The whole of the data is to be reproduced exactly.

--- LISTED ENTRIES Enclosed Below ---

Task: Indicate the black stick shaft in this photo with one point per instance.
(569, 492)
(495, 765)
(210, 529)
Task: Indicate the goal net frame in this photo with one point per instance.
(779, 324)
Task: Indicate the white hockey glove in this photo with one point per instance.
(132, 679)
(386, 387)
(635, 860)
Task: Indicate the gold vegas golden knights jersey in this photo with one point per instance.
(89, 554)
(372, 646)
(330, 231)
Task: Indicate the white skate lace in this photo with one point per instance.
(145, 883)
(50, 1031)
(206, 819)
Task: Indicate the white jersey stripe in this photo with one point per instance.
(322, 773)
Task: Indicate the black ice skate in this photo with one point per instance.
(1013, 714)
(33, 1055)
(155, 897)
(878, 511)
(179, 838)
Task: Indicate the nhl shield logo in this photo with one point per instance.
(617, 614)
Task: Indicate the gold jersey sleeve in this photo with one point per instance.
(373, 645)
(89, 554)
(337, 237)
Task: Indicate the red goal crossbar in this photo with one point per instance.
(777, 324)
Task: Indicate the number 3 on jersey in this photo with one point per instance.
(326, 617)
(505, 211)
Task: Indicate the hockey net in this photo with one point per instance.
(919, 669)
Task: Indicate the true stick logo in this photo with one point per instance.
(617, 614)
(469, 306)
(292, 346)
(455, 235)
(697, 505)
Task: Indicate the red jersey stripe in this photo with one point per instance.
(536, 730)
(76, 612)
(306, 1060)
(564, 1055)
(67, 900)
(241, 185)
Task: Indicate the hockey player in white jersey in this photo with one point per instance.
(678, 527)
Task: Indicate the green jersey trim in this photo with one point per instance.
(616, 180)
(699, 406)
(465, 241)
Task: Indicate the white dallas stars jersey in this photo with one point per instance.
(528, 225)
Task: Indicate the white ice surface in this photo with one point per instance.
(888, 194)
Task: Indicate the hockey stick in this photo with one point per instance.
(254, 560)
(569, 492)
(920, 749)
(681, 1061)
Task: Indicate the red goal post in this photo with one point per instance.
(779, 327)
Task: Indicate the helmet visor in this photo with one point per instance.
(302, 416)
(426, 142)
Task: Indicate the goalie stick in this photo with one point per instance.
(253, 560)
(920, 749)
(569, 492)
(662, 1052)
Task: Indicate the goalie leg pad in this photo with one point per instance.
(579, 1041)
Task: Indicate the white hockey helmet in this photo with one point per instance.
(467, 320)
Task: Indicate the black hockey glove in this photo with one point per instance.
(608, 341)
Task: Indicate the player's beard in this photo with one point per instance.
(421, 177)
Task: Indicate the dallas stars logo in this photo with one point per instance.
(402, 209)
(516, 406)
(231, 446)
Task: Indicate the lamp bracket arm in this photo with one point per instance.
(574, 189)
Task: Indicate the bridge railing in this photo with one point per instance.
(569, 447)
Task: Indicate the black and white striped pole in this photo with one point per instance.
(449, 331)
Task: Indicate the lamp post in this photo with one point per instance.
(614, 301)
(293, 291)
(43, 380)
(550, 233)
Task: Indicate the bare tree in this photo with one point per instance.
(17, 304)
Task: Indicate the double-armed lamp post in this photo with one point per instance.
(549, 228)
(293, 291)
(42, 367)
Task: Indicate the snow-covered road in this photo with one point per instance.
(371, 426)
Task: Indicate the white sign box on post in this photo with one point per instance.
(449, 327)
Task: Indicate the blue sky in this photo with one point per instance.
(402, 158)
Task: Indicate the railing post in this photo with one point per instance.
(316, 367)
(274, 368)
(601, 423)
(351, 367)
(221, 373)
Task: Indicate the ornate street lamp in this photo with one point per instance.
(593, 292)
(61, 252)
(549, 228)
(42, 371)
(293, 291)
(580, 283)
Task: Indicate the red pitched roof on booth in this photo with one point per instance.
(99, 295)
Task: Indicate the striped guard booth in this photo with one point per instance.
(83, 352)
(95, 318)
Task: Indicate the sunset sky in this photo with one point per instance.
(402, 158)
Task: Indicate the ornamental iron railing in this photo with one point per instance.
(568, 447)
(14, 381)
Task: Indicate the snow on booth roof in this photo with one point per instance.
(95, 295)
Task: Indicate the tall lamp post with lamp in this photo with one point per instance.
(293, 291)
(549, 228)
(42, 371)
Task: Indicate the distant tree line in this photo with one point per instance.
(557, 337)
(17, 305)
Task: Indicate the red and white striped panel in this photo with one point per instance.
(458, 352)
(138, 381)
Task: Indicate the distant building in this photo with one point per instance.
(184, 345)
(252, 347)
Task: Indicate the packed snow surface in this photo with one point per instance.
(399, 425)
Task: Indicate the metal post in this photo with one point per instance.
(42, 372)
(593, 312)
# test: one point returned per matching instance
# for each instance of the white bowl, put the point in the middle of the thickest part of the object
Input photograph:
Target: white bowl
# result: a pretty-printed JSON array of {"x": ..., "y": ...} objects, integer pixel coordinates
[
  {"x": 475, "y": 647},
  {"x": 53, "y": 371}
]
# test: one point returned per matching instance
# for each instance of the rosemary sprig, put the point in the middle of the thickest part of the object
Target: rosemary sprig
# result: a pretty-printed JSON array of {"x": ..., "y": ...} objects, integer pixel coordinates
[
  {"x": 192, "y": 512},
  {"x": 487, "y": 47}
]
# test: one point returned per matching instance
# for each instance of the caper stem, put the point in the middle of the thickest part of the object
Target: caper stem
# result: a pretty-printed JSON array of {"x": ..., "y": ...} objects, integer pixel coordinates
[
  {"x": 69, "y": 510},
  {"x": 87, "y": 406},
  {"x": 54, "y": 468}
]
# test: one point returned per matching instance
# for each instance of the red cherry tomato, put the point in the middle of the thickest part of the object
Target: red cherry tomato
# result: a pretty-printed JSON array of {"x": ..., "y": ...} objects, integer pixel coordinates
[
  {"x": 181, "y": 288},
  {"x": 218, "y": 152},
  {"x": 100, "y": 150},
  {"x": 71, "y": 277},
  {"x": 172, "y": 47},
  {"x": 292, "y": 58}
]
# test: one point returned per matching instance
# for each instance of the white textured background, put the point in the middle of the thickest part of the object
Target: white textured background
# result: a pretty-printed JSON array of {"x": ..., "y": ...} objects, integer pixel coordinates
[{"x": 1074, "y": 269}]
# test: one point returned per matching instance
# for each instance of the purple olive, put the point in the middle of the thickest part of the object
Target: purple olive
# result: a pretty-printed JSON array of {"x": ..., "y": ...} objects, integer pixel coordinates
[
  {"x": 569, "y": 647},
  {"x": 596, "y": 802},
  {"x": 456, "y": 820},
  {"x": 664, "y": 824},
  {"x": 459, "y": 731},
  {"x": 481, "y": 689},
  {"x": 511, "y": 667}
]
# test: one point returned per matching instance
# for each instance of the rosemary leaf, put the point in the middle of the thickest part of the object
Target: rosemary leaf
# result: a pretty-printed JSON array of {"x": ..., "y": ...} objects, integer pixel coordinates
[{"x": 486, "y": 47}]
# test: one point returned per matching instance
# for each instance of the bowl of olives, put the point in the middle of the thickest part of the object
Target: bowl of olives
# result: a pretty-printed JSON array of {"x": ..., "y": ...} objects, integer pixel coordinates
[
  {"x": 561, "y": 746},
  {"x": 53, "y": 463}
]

--- End of Enclosed LISTED ENTRIES ---

RESULT:
Task: Indicate the black stick shaft in this photo with one point per instance.
(569, 492)
(495, 765)
(210, 529)
Task: Indicate the goal net frame in this photo with one point per instance.
(779, 324)
Task: Indicate the white hockey glove in this photo with one point per instance.
(132, 679)
(386, 387)
(635, 860)
Task: Indicate the gold vegas golden knights jersey in this photo with one point per instance.
(89, 554)
(372, 646)
(330, 231)
Task: Indicate the white skate lace in this photo with one point per instance.
(145, 883)
(50, 1031)
(206, 819)
Task: Indicate the white jersey stripe in this photo with one point per instance.
(322, 773)
Task: Indicate the black ice skate in this photo with one point per instance.
(1013, 714)
(33, 1055)
(155, 897)
(878, 511)
(179, 838)
Task: Indicate the nhl shield logo in this photo with one point per instance.
(617, 614)
Task: Indicate the gold jersey sleeve in this photo with one point per instance.
(373, 645)
(89, 554)
(337, 237)
Task: Indicate the red goal crossbar in this photo with one point per instance.
(777, 324)
Task: Indicate the number 3 on jersey in this photo with one point per instance.
(326, 617)
(505, 211)
Task: Indicate the hockey net in this photo with one point per instance.
(919, 669)
Task: Indicate the true stick logo in this photo with one point per instance.
(617, 614)
(469, 306)
(292, 346)
(455, 235)
(697, 505)
Task: Indicate the red jersey stripe in this photo with one point per instance.
(536, 730)
(76, 612)
(306, 1060)
(564, 1055)
(67, 900)
(241, 185)
Task: Indicate the hockey player in white jersey in this photo with one point per instance.
(678, 527)
Task: Indicate the green jersey trim in this photo with one point per instance.
(616, 180)
(699, 406)
(465, 241)
Task: Indicate the white dallas stars jersey in this photo with one point per instance.
(528, 225)
Task: Indicate the white ice surface in this photo with one point per instance.
(888, 194)
Task: Indicate the hockey stick in this photo with one point per instance.
(254, 560)
(569, 492)
(920, 749)
(681, 1061)
Task: Indicate the red goal post in this photo with one point per instance.
(779, 327)
Task: Indicate the helmet visor in this photo with one point per instance.
(302, 416)
(426, 142)
Task: Indicate the goalie stick in this photo with one point per instance.
(253, 560)
(920, 749)
(569, 492)
(662, 1052)
Task: Indicate the goalie leg pad in this photo with one point per instance.
(579, 1041)
Task: Indicate the white hockey helmet in this photo with one point per instance.
(467, 320)
Task: Indicate the black hockey glove in this photo with one point per instance.
(608, 341)
Task: Indicate the player's beard in this photo with one point per instance.
(421, 177)
Task: Indicate the dallas stars logo in this photo with one point per instance.
(402, 209)
(516, 406)
(231, 446)
Task: Indicate the lamp bracket arm in this photo with one point per instance.
(574, 189)
Task: Indicate the bridge railing in this photo with one point per instance.
(569, 447)
Task: Indicate the black and white striped pole in this photo with one point per instance.
(449, 331)
Task: Indicate the lamp post in this photo with one point per instance.
(614, 301)
(293, 291)
(43, 380)
(550, 233)
Task: Indicate the bare tree in this photo with one point per instance.
(17, 304)
Task: Indicate the double-armed lamp post in this photo with one point per instance.
(549, 228)
(293, 291)
(42, 367)
Task: Indicate the snow-covered road in this photo with one point per instance.
(371, 426)
Task: Indicate the white sign box on post in this photo with one point per instance.
(449, 327)
Task: Indicate the blue sky in this photo with one point per instance.
(402, 158)
Task: Indicate the railing post in this photo with one point per instance.
(316, 367)
(274, 368)
(601, 423)
(351, 367)
(221, 373)
Task: Indicate the ornate street lamp in this photo with one point per instance.
(593, 292)
(61, 252)
(549, 228)
(42, 371)
(293, 291)
(580, 283)
Task: Indicate the red pitched roof on booth in this photo with one point per instance.
(99, 295)
Task: Indicate the striped guard booth in this photo with one point per instance.
(83, 352)
(95, 318)
Task: Indicate the sunset sky in this photo with one point per instance.
(402, 158)
Task: Indicate the ornamental iron railing in this photo with one point per instance.
(568, 447)
(14, 381)
Task: Indicate the snow on booth roof in this photo with one point per instance.
(95, 295)
Task: Indicate the tall lamp post with lamp in this photo with one point per instance.
(293, 291)
(549, 228)
(42, 371)
Task: Indicate the distant tree line in this photo with one point per instance.
(557, 337)
(17, 305)
Task: Indicate the red and white striped panel in this photo with one point per instance.
(458, 352)
(138, 381)
Task: Indicate the distant building in this photo with one point per instance.
(184, 345)
(252, 347)
Task: Indicate the packed snow surface in this photo with one point per instance.
(399, 425)
Task: Indicate the metal post in this photo with one point per instance.
(42, 372)
(593, 312)
# test: one point returned per matching instance
# for each instance of the white bowl, put the point in the middle of the thickest part of the object
Input photograph:
Target: white bowl
# result: a pretty-printed JSON array of {"x": ..., "y": ...} objects, integer pixel coordinates
[
  {"x": 475, "y": 647},
  {"x": 53, "y": 371}
]
# test: one point returned per matching instance
# for each instance of the rosemary sprig, put the point in the middle of the thickest part of the object
Target: rosemary sprig
# result: a pretty-printed JSON array of {"x": ..., "y": ...} objects, integer pixel coordinates
[
  {"x": 192, "y": 512},
  {"x": 487, "y": 47}
]
# test: one point returned per matching instance
# for each instance of the caper stem, put the point in the middle of the thickest part of the object
Target: caper stem
# result: a pretty-printed JSON array of {"x": ..., "y": ...} objects, integer pixel coordinates
[
  {"x": 69, "y": 510},
  {"x": 87, "y": 406},
  {"x": 54, "y": 468}
]
# test: one point returned per matching instance
# for each instance of the red cherry tomato, put the point in the middle of the thickest part of the object
Target: red cherry tomato
# result: a pretty-printed JSON array of {"x": ..., "y": ...} objects, integer pixel coordinates
[
  {"x": 181, "y": 288},
  {"x": 218, "y": 152},
  {"x": 100, "y": 150},
  {"x": 71, "y": 277},
  {"x": 172, "y": 47},
  {"x": 292, "y": 58}
]
# test: one point returned per matching instance
# for each instance of the white textured background, put the point in the middle of the thickest part of the object
Target: white textured background
# result: a pretty-printed JSON array of {"x": ..., "y": ...} objects, integer pixel coordinates
[{"x": 1074, "y": 269}]
# test: one point returned per matching instance
# for each instance of the purple olive, put the point in the middle of the thickest part of the object
Target: purple olive
# result: a pretty-printed JSON array of {"x": ..., "y": ...} objects, integer pixel coordinates
[
  {"x": 569, "y": 647},
  {"x": 596, "y": 802},
  {"x": 456, "y": 820},
  {"x": 664, "y": 824},
  {"x": 459, "y": 731},
  {"x": 481, "y": 689},
  {"x": 511, "y": 667}
]
# test: one point returned per matching instance
# for each instance of the rosemary leaf, put the point in the middle of the thickest part of the object
Target: rosemary leaf
# result: a pretty-printed JSON array of {"x": ..., "y": ...} objects, integer pixel coordinates
[{"x": 486, "y": 47}]
# test: one point returned per matching instance
# for each instance of the bowl of olives, put the point in the middle of the thickest part of the object
Target: bowl of olives
# result: a pretty-printed JSON array of {"x": ..., "y": ...} objects, integer pixel coordinates
[
  {"x": 561, "y": 746},
  {"x": 53, "y": 463}
]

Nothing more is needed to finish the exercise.